> [Exercise instructions]: The records that follow are to be repeated exactly, with the pictures removed.

> [Records for this task]:
* * *

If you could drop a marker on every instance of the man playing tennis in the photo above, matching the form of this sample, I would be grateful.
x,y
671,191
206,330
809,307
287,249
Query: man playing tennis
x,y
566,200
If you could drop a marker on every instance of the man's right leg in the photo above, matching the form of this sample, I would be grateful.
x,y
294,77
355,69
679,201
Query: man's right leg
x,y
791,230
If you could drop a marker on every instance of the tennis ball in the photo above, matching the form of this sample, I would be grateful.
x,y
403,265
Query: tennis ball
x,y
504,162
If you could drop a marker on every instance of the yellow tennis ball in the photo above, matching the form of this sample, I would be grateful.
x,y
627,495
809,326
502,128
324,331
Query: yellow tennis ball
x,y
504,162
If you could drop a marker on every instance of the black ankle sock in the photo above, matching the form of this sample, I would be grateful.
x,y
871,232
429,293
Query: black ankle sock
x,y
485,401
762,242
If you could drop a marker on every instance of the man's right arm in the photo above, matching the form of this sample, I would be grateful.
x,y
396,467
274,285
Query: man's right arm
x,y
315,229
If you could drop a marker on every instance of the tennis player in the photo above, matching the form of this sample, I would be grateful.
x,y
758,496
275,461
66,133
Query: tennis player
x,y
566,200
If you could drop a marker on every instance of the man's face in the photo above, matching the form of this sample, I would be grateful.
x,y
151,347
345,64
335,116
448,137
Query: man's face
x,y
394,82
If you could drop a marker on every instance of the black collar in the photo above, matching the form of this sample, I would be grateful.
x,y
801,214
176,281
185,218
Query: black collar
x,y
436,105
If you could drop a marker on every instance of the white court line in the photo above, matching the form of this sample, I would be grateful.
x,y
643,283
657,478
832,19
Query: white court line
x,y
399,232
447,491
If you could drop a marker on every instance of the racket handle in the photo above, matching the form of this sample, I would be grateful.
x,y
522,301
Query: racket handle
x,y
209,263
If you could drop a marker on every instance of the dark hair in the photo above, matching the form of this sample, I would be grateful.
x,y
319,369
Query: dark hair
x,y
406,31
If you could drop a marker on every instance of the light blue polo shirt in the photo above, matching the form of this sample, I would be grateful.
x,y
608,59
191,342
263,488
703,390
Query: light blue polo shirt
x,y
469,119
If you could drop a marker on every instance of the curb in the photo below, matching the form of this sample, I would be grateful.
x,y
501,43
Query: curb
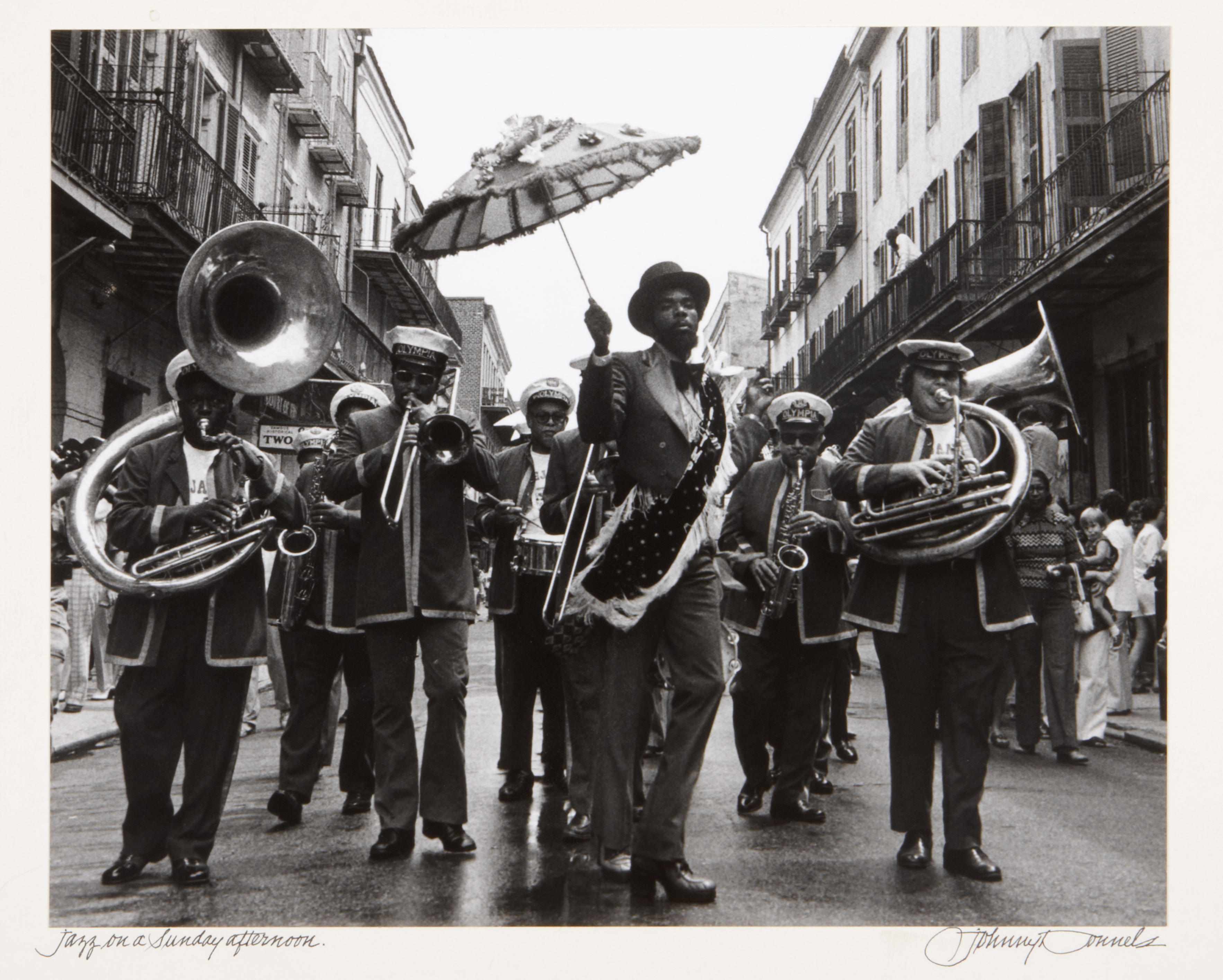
x,y
1149,742
87,742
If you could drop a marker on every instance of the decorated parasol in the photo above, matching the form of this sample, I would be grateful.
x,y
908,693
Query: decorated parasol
x,y
540,172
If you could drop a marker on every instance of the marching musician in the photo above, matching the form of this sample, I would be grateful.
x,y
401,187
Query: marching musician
x,y
189,656
581,645
414,589
518,590
788,661
652,574
328,638
940,629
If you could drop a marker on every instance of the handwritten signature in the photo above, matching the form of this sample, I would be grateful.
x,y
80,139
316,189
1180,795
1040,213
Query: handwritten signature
x,y
952,946
85,945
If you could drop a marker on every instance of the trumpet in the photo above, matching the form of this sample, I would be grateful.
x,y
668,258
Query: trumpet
x,y
444,439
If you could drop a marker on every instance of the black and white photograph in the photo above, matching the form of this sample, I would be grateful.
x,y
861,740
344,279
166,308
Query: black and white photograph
x,y
557,474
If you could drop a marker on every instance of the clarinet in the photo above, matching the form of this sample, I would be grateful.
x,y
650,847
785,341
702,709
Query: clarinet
x,y
301,558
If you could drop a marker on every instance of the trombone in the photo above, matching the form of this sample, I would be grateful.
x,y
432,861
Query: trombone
x,y
444,439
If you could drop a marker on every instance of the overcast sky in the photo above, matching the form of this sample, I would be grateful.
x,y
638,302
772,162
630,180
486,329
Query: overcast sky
x,y
744,92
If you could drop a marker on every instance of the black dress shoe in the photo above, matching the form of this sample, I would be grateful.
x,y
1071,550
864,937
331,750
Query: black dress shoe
x,y
287,807
797,810
751,798
579,829
393,845
555,779
516,787
677,879
452,836
973,863
126,868
914,853
190,872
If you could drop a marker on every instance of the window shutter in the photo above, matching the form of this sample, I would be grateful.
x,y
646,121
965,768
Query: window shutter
x,y
995,161
233,120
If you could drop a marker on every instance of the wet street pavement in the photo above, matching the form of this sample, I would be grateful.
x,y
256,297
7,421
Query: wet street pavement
x,y
1077,846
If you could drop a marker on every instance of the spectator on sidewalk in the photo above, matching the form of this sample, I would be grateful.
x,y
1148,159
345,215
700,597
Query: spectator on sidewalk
x,y
1092,655
1146,549
1124,599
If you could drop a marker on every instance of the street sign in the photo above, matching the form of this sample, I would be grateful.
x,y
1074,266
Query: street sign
x,y
278,439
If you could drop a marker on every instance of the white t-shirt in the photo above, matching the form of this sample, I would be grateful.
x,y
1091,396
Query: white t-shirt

* * *

> [Complete output]:
If you could drop a marker on every instance of the man playing tennis in the photo above, matching the form of this sample, I would be grateful.
x,y
671,191
206,330
809,307
287,249
Query: man playing tennis
x,y
566,200
If you could drop a marker on every instance of the man's right leg in the photo above, matching the form of this sample, I would be grateful.
x,y
294,77
355,69
679,201
Query: man's right leg
x,y
791,230
If you could drop a marker on every instance of the tennis ball in the photo above, matching the form of this sample, I would be grateful.
x,y
403,265
Query: tennis ball
x,y
504,162
If you could drop a marker on every instance of the yellow tennis ball in the photo above, matching the form of this sample, I would be grateful.
x,y
627,495
809,326
502,128
324,331
Query: yellow tennis ball
x,y
504,162
If you could drop a marker on every instance of the black ankle sock in the photo above, matching the form of this sample, I would be grateful.
x,y
871,232
429,293
Query: black ankle sock
x,y
485,401
762,242
If you could drop a marker on every instance of the man's right arm in the photo above, matching the form of this sample, I would be grateful.
x,y
396,467
274,285
Query: man's right arm
x,y
315,229
If you could drop a marker on every instance of the tennis player in the photo above, matching the form of this sample, I would be grateful.
x,y
758,496
275,461
66,133
Query: tennis player
x,y
566,200
If you could drop a marker on every instance of the man's face in the photo above, matching the form of this sample, I would be grateful.
x,y
151,347
345,64
335,116
448,137
Query: man's face
x,y
394,82
If you could drop a marker on every instance of the black collar in the photo above, matching the form of this sample, I would be grateful.
x,y
801,214
176,281
185,218
Query: black collar
x,y
436,105
If you could drop a marker on every instance of the white court line in the photo above, matching the form of this sample, I would be grateful.
x,y
643,283
657,478
832,19
Query: white court line
x,y
399,232
447,491
If you could drop a marker on every instance of the racket handle in the photo above, matching the form of this sample, I would be grateful.
x,y
522,301
Query: racket handle
x,y
209,263
If you could drop a marker on every instance of the dark hair in the photo above, matching the form of this sample, I would be grateful.
x,y
319,369
Query: dark hair
x,y
406,31
If you could drop a marker on every instance of the light blue polo shirt in the photo above, matching the form of this sample, I would be grateful.
x,y
608,59
191,342
263,488
703,390
Query: light blue polo shirt
x,y
469,119
If you could drop a marker on every instance of the curb in the photo below, matching the form of this sample, I would be grateful.
x,y
501,43
Query: curb
x,y
1149,742
87,742
If you could drop a marker on every instance of the decorated parasol in the photo above, matching the form of this sample, I would be grateful.
x,y
908,693
Query: decorated parasol
x,y
540,172
If you could drop a marker on every instance of the marching musician in the photo above, matching the form of this sample, I would be grateful.
x,y
401,187
Query: marching musician
x,y
189,656
581,645
414,589
518,590
788,661
652,574
328,638
940,629
If you could drop a marker on every instance of the handwritten signature in the photo above, matching the form of this sample, I would be grateful.
x,y
80,139
316,189
1180,795
1040,213
Query: handwritten signature
x,y
952,946
85,945
If you could drop a marker on every instance of the trumpet in the photo above, matching the form of this sample, I would be grateful.
x,y
668,258
Query: trumpet
x,y
444,439
If you could drop a marker on every instance of the black and white photograph in the photo above, matching the form of this sample, I would be grateful.
x,y
861,740
344,279
166,308
Query: black and white photograph
x,y
557,474
If you could drop a marker on every instance of the clarinet in the photo above, matching the form of this sample, I would be grateful.
x,y
650,847
785,341
702,709
Query: clarinet
x,y
301,558
If you could drop a marker on every instance of the trombone in the photo above, matching the form of this sample, I would be grateful.
x,y
432,861
Query: trombone
x,y
444,439
If you could drop a marker on every instance of the overcast sky in the photo above, matching the form of this sample, I would be grateful.
x,y
638,302
772,162
630,180
486,329
Query: overcast sky
x,y
744,92
If you could drop a marker on every instance of the black dress shoe in the photo above, matching the form of this sample, I would be grateful.
x,y
1071,550
864,937
331,750
Query: black dress shoe
x,y
287,807
797,810
751,798
579,829
393,845
555,779
516,787
677,879
452,836
973,863
126,868
914,853
190,872
If you could drop a marker on every instance of the window shutter in the photo above, matching the form of this sample, I would be grateful.
x,y
646,121
965,768
Query: window shutter
x,y
995,161
233,120
If you could drop a marker on every instance of the wet street pavement in the photo above, matching the form of this sample, I would be grateful.
x,y
256,297
7,421
Query: wet street pavement
x,y
1077,846
If you could drop a marker on every instance of the spectator on sidewalk in the photo above, matching the form of this sample, I would be grateful.
x,y
1148,159
345,215
700,597
Query: spectator on sidewalk
x,y
1092,655
1146,549
1124,599
If you could drop a marker on every instance of the street sign in the photo above, matching the form of this sample, I would be grateful.
x,y
1074,266
Query: street sign
x,y
278,439
If you could drop a marker on every instance of the white t-shirt in the photo above, matching the form of this sample, I would be grateful.
x,y
1091,396
Query: white t-shirt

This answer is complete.